◆ What is expected
Look through the data below for the line with "tail in the photo above." and the line with "cat in the photo above.", then output those two and all lines in between, exactly as written.

◆ Data to examine
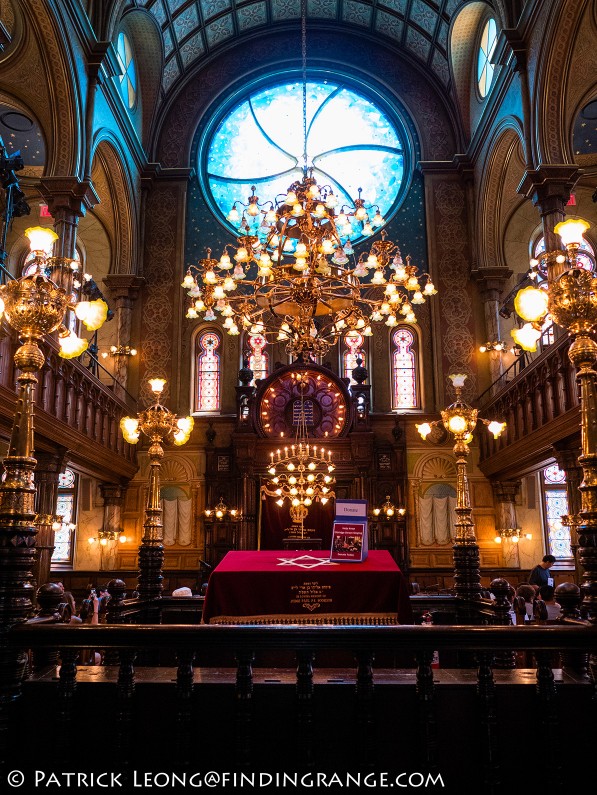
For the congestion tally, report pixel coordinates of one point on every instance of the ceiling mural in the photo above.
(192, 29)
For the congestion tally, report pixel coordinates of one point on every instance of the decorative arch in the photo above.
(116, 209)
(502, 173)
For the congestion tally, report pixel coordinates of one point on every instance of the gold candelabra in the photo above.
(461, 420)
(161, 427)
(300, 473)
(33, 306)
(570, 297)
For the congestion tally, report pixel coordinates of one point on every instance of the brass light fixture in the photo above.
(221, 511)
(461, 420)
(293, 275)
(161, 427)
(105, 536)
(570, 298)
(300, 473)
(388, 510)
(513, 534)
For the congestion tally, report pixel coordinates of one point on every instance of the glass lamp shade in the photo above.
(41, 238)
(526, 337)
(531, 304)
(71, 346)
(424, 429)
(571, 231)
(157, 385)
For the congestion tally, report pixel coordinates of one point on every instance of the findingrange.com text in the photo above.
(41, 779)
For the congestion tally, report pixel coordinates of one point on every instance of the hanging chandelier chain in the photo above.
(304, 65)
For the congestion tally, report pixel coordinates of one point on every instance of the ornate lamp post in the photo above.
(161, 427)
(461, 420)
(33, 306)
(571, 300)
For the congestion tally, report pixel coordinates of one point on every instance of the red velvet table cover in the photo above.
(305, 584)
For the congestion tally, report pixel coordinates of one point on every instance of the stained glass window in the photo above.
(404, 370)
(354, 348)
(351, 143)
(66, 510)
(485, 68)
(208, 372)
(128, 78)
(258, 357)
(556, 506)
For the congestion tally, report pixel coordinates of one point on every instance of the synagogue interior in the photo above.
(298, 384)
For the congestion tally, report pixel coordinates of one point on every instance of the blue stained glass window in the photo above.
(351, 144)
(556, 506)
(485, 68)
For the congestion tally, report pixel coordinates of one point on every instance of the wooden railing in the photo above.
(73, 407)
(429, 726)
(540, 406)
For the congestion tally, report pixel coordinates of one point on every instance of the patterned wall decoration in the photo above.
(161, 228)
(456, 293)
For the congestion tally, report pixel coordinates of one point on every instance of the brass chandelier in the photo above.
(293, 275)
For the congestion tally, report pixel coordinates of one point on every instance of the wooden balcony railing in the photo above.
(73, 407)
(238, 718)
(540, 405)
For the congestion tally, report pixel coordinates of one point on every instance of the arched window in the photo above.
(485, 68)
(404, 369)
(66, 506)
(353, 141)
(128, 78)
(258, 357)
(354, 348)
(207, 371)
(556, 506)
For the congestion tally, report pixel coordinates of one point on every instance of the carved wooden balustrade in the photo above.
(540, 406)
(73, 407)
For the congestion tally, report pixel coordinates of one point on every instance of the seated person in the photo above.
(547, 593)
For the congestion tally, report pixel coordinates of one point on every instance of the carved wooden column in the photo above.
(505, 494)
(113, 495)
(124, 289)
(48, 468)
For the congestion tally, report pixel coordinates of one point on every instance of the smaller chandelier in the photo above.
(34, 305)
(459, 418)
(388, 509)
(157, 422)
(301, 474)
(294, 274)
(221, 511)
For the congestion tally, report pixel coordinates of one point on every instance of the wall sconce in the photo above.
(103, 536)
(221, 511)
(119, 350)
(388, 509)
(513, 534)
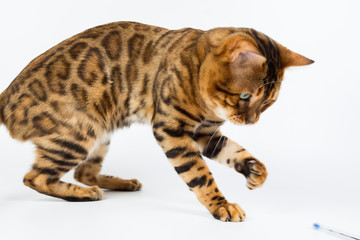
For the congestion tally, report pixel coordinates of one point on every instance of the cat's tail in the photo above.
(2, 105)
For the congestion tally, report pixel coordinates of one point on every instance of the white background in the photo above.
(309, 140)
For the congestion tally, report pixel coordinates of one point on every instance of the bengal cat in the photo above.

--

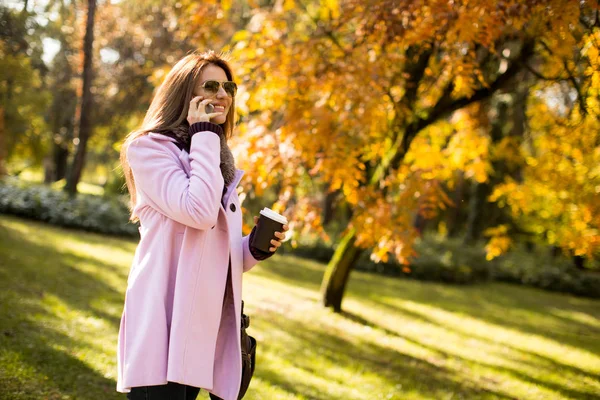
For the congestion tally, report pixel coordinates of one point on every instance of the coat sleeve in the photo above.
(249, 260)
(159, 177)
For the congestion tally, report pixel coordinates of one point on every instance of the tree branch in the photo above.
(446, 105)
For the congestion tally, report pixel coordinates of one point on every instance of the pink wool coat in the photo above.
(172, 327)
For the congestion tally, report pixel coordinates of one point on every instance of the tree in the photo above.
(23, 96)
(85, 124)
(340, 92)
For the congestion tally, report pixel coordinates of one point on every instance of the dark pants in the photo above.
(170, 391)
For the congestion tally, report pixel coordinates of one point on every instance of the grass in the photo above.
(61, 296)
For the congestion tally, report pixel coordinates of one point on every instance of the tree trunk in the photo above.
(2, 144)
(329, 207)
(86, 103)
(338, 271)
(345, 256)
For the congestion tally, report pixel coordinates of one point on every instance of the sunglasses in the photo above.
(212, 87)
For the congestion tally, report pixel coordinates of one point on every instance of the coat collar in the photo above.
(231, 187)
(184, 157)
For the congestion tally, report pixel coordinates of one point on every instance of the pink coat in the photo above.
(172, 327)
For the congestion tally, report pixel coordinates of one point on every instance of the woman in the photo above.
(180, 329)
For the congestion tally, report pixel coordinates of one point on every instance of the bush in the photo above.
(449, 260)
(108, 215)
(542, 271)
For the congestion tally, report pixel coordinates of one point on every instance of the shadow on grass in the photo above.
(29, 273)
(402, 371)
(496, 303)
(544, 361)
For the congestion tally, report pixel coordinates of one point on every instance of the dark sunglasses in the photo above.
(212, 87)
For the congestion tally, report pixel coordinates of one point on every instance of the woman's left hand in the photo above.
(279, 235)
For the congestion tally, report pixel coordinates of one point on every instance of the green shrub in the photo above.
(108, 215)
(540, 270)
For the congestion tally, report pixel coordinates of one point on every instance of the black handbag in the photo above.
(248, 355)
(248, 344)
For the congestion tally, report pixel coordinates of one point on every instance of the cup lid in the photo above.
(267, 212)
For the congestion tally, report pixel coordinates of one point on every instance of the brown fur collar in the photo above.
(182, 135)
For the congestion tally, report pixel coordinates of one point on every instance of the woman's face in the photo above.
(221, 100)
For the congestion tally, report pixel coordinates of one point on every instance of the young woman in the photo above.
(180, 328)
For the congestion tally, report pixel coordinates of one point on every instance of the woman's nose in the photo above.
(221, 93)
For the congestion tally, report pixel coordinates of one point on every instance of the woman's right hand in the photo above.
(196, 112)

◆ Answer to the exercise
For the congestion tally, report pixel coordinates of one point on every instance of the cat's tail in the photo above.
(2, 105)
For the congestion tally, report pixel coordinates of one point on every instance of the white background in the photo above.
(309, 140)
For the congestion tally, report pixel coordinates of one point on every instance of the bengal cat in the photo above.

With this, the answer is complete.